Your instructions: Write out each of the records below again, replacing "tight bounding box" with "close-fitting bounding box" wherever it appears and keeping everything else the same. Do not include the pictures in your answer.

────────────────────

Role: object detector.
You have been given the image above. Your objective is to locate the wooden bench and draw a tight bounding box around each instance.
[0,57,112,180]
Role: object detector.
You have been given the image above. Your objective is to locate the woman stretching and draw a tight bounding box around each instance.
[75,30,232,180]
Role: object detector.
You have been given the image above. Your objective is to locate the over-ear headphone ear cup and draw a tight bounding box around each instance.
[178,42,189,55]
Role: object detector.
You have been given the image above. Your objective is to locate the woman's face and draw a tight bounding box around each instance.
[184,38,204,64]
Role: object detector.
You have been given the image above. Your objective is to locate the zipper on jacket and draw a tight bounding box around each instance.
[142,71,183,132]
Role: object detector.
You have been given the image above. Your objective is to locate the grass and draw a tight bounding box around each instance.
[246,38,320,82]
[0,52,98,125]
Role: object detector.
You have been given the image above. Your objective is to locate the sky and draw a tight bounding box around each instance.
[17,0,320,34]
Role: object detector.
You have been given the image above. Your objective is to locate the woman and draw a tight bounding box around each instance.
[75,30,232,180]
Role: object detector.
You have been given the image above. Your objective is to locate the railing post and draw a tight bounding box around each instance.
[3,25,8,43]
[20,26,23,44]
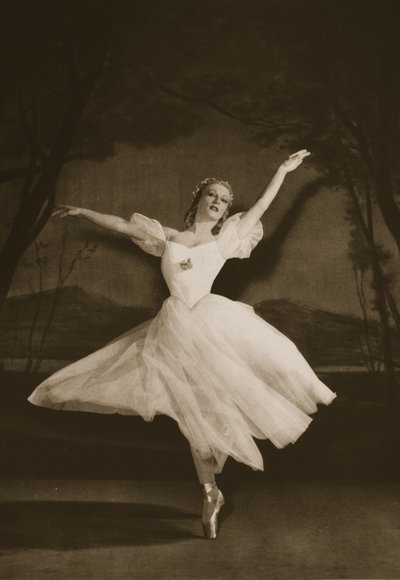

────────────────────

Task solution:
Role: object detector.
You have been given the image above. Your objective is to locate the wooden bench and draw a close-fitting bounding box around each instance.
[0,57,112,180]
Role: object detector.
You have been given the image above. Your objective is to locate the woman stretching and draw a close-fitting bounding box around each instance.
[75,30,232,180]
Role: object detector.
You have been given the image above. Your objective is to locate the over-ear headphone ear cup and draw a close-fitting bounding box around each instance.
[178,42,189,55]
Role: object detector.
You have been given the image above. Your objective is to locate the woman's face and draw a close-fitting bounding box around each instance.
[184,38,204,64]
Role: object detector.
You have been given the image above. Your objective is to locate the zipper on jacket and draw a close-fitting bounding box around each instance.
[142,71,183,132]
Role: object detector.
You have been given the image above. Your objective is to locate the grass and draw a close-fitting bounding box around each instance.
[246,38,320,82]
[0,52,98,125]
Role: object detector.
You have been given the image above. Your objective is to locate the sky and draw a close-fitting bounding box around each instance.
[17,0,320,34]
Role: object detector.
You have been given the image above. Your objective is to locate the woman and draw a close-fitting bounding box around each instance.
[75,30,232,180]
Role: object detector.
You have been given the image above. Your objective is to locate the railing post and draw a close-fitting bounding box around each instance.
[3,25,8,43]
[20,26,23,44]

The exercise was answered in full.